### Instruções
(1) Reproduza a passagem do texto sobre a exposição Queermuseu que vai de "Como naquelas imagens" até "ou não entende.", incluindo ambas as extremidades.
(2) No texto sobre a exposição Queermuseu, reescreva em forma de lista o parágrafo que começa com "Quando o Santander Cultural foi inaugurado", preservando seus fatos principais.
(3) Enumere todas as dimensões do encolhimento que o texto sobre a exposição Queermuseu menciona.

### Trecho fornecido
Como naquelas imagens de uma Nova York coberta de pó e escombros, Porto Alegre passou a última semana envolta em uma cortina de fumaça tóxica. Cidadãos de boa vontade, contra e a favor da exposição, discutiram acaloradamente temas como os limites da arte e da liberdade de expressão, leis de incentivo, classificação etária e o significado de símbolos religiosos tirados de contexto. Nada de novo no front. Essas são discussões antigas, mas legítimas, porque é da natureza da arte provocar, assim como é da natureza do público leigo reclamar quando não gosta ou não entende.
O problema com o fechamento da exposição Queermuseu é que a origem da polêmica tem pouco ou nada a ver com o natural estranhamento que a arte contemporânea costuma provocar. O paciente zero dessa epidemia de indignação fabricada não foi uma senhora carola nascida no tempo do telégrafo, mas moças e rapazes cevados a Google e Snapchat, armados para o combate ideológico com ferramentas de marketing digital e com pouco ou nenhum interesse em arte, religião ou bons costumes – a não ser, claro, como matéria-prima de manipulação.
E o que é pior: com um projeto de poder autoritário muito articulado como ideal.
Essa gurizada, que não teve paciência para ler até o fim os manuais sobre liberalismo, com certeza prestou atenção na habilidade de Donald Trump para produzir factoides esdrúxulos (zoofilia? pedofilia? blasfêmia?) para manipular a opinião pública e chamar a atenção. Culpar os artistas pelo fechamento da exposição é como culpar os engenheiros pela queda das Torres Gêmeas.
O trágico de toda essa história é que aqueles que ficaram legitimamente chocados com obras que nunca viram e crimes que não existem não são muito diferentes de todos que compartilham notícias sem ler ou verificar a procedência, julgam fatos que não conhecem, lincham virtualmente pessoas que não podem se defender e se indignam, seletivamente, conforme o perfil ideológico. Somos todos vitimas e algozes da pressa e da superficialidade, prontos a julgar e condenar sem exigir provas ou evidências. Deu nisso.
Quando o Santander Cultural foi inaugurado, poucos dias antes do 11 de setembro de 2001, Porto Alegre era uma cidade orgulhosa do passado e confiante no futuro. Em 2017, o fechamento sem debate da exposição no mesmo e moralmente apequenado centro cultural tornou-se o símbolo do nosso encolhimento – não apenas econômico, político e cultural, mas simbólico.
Nosso 11 de setembro, na verdade, foi uma implosão.

### Dados fornecidos
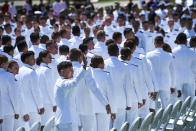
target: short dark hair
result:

### Respostas do exercício
(1)
Como naquelas imagens de uma Nova York coberta de pó e escombros, Porto Alegre passou a última semana envolta em uma cortina de fumaça tóxica. Cidadãos de boa vontade, contra e a favor da exposição, discutiram acaloradamente temas como os limites da arte e da liberdade de expressão, leis de incentivo, classificação etária e o significado de símbolos religiosos tirados de contexto. Nada de novo no front. Essas são discussões antigas, mas legítimas, porque é da natureza da arte provocar, assim como é da natureza do público leigo reclamar quando não gosta ou não entende.

(2)
- O Santander Cultural foi inaugurado poucos dias antes de 11 de setembro de 2001.
- Naquela época, Porto Alegre era uma cidade orgulhosa do passado e confiante no futuro.
- Em 2017, a exposição foi fechada sem debate no mesmo centro cultural.
- Esse fechamento tornou-se o símbolo do encolhimento da cidade, que foi econômico, político, cultural e simbólico.

(3)
- Econômico
- Político
- Cultural
- Simbólico